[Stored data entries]
+--
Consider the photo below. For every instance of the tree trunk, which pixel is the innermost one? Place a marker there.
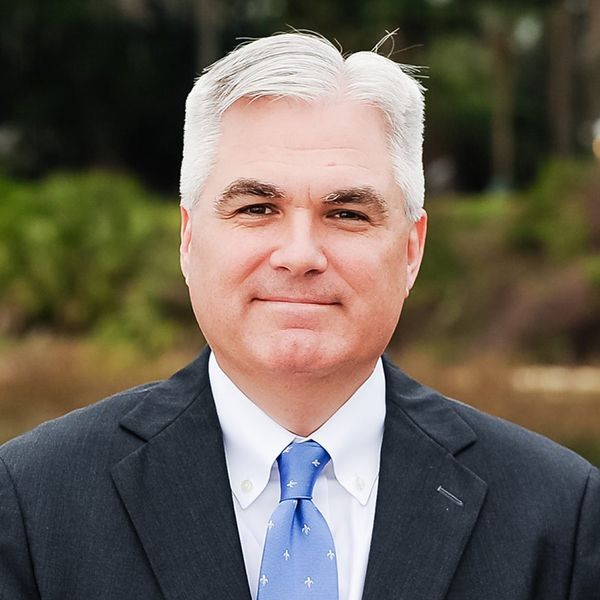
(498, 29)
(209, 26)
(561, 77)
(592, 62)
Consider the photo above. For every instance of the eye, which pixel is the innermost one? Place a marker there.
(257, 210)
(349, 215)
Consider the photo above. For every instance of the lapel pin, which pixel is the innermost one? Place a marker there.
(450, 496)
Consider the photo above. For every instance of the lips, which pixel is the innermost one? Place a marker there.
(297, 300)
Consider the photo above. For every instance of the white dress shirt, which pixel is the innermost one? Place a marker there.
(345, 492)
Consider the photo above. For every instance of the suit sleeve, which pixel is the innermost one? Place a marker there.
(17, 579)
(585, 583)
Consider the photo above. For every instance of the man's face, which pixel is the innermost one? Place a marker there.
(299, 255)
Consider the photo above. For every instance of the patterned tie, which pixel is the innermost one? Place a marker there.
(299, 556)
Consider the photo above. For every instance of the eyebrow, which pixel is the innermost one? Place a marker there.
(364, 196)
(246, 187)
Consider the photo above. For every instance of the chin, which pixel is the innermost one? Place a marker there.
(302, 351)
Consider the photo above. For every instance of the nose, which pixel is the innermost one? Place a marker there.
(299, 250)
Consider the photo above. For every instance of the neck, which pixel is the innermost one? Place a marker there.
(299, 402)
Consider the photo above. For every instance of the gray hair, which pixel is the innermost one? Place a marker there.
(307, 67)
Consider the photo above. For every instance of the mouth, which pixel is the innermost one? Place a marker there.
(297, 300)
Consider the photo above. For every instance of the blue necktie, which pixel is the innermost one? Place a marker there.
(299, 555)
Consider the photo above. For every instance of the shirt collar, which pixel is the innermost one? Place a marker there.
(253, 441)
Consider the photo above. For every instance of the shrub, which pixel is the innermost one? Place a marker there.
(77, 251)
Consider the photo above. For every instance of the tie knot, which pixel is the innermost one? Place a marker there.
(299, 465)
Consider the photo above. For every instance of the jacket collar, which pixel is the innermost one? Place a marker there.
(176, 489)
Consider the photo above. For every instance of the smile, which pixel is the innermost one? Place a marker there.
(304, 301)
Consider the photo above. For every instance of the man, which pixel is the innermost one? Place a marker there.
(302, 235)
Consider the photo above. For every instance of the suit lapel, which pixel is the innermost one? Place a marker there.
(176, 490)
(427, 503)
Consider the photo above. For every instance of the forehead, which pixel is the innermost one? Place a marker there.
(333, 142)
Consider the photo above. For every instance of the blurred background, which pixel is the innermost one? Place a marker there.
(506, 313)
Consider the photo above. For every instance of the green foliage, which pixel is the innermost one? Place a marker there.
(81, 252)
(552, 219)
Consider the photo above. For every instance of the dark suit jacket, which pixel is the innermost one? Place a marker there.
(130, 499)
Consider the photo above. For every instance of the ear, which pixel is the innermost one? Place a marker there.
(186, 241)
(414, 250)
+--
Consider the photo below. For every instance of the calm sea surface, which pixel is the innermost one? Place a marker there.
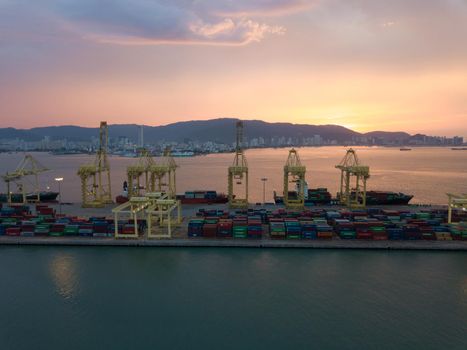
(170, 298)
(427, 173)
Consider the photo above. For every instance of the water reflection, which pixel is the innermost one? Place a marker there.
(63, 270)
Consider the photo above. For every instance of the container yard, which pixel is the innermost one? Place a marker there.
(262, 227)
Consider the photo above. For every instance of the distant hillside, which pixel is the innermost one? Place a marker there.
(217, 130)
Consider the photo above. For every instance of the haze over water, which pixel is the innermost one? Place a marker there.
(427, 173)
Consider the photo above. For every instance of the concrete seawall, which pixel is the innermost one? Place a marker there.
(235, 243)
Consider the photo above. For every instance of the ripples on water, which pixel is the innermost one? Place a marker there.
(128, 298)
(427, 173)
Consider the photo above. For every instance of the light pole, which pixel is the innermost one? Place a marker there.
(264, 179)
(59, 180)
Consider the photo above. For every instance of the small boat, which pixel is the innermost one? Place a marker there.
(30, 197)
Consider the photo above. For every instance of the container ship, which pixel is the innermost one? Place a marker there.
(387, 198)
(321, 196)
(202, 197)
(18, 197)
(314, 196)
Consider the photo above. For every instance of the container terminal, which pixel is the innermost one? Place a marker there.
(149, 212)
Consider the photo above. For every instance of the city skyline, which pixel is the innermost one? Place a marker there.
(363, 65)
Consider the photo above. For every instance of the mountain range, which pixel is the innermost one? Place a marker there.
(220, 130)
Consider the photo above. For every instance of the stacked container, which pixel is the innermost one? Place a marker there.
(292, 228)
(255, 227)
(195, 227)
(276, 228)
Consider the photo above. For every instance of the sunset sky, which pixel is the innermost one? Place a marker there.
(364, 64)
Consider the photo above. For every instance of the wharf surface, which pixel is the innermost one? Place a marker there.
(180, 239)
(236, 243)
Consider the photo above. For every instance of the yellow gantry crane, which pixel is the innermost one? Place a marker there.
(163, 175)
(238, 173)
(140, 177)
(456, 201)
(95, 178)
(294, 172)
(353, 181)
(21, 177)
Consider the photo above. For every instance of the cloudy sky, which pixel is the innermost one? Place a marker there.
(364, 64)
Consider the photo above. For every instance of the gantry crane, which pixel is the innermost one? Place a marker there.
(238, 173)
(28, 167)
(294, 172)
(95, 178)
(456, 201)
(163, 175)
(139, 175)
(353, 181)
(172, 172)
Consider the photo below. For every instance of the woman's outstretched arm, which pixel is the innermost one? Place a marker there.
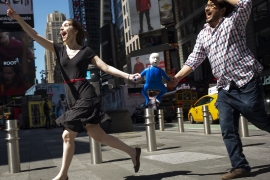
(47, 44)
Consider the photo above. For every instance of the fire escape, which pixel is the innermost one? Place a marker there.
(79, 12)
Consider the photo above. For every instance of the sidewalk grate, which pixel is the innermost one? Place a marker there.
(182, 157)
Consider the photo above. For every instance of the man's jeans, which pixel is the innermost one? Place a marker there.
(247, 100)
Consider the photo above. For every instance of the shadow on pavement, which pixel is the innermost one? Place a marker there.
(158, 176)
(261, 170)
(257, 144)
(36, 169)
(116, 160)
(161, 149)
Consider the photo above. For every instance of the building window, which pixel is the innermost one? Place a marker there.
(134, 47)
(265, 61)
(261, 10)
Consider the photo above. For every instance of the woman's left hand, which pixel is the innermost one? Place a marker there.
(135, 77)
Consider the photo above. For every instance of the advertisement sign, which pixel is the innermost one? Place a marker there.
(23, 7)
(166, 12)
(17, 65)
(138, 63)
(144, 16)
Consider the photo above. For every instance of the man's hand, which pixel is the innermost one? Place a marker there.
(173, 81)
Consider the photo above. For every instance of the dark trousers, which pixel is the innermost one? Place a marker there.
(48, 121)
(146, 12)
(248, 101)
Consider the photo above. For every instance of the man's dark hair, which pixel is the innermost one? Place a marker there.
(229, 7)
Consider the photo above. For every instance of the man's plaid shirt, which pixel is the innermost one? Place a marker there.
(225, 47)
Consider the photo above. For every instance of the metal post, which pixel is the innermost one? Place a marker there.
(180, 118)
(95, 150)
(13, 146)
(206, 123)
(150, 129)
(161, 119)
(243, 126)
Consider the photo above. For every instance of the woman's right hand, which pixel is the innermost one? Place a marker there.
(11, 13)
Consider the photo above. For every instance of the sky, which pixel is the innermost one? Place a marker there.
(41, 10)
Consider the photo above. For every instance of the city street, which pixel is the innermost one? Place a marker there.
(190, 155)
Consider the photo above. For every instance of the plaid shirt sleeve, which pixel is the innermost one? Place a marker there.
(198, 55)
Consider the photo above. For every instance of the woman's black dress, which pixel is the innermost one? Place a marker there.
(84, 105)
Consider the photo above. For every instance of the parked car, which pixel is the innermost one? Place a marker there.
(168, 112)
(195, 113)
+--
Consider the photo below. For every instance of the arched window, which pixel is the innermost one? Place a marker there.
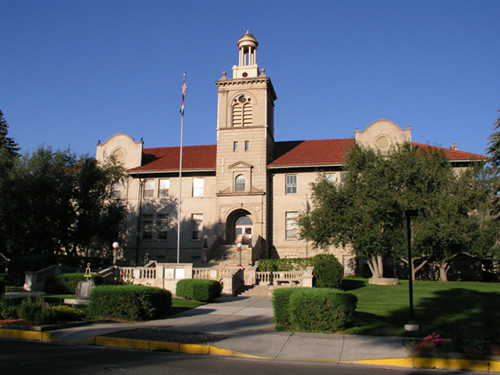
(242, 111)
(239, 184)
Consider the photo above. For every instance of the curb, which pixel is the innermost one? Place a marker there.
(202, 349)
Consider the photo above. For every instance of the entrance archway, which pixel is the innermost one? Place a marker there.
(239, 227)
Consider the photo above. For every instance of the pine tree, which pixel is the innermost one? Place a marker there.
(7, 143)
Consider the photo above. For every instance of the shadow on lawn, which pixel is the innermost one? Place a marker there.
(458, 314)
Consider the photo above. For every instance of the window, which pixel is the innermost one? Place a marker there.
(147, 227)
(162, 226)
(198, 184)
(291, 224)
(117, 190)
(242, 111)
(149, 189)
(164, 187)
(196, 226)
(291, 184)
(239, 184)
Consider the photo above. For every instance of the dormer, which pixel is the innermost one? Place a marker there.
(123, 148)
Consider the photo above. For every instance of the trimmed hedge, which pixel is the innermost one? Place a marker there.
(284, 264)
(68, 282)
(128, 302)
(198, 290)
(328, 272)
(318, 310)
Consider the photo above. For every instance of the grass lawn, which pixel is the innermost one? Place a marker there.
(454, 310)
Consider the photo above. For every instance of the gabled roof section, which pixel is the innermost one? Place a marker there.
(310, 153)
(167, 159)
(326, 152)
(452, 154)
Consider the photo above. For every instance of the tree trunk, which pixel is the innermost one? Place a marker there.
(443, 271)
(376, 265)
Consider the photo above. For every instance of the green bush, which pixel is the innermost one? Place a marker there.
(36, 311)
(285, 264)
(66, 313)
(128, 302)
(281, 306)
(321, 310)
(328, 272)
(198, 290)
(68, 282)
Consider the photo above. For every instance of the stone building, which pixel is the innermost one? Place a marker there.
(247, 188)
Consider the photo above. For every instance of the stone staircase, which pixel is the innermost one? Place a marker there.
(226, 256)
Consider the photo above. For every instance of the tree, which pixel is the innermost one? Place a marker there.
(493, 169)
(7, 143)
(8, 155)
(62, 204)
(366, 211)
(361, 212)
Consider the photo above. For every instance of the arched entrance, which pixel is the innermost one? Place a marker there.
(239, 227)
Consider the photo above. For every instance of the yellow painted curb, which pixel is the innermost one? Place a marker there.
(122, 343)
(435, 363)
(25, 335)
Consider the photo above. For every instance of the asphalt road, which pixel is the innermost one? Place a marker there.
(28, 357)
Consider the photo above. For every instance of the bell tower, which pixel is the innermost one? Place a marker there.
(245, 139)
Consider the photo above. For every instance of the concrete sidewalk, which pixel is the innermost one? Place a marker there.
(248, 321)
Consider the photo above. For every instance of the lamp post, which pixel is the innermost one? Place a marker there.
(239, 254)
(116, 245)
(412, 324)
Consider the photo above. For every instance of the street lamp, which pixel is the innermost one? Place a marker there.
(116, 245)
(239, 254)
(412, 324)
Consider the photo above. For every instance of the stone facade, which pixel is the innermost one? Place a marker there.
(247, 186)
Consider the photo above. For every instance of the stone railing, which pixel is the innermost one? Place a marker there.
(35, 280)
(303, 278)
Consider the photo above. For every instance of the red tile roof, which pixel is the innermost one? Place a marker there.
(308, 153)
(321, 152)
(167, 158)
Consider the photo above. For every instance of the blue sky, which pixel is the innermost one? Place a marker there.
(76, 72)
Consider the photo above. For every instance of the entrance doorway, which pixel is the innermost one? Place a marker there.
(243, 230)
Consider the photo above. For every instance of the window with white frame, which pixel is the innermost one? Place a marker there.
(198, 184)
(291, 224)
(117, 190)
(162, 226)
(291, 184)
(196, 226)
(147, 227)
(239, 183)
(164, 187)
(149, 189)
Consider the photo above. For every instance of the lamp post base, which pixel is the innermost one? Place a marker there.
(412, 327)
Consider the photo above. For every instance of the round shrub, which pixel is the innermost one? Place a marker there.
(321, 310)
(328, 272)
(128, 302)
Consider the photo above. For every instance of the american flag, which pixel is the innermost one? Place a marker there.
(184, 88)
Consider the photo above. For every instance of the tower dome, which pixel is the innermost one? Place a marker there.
+--
▶ [TASK GOAL] Copy, exactly and only, the lines above that begin with the one containing "entrance doorway, which" and finish with the one containing "Consider the photo above. For every instance of the tower".

▶ [COMPLETED EXERCISE]
Consider the photo above. For every instance of the entrance doorway, which pixel is the innermost one? Place a marker there.
(243, 230)
Consider the photo above. For every instance of the window with white frame, which pixel is the innermost one? Place a marker there.
(198, 184)
(291, 224)
(117, 190)
(162, 226)
(291, 184)
(196, 226)
(147, 227)
(239, 183)
(164, 187)
(149, 189)
Consider the photo above. For every instance of the lamp post base, which pixel is the innermost one? Place a marker there.
(412, 327)
Consider the photo above. For every instance of the round shrub, which pixel is the innermost one? Place a marker there.
(321, 310)
(328, 272)
(128, 302)
Consider the photo above. For every instance of the american flag, which pixel is the innermost one? Place a marker there.
(184, 88)
Consider the photo above. For every instance of the tower dome, which pixel is the innermost one? Place a marker there.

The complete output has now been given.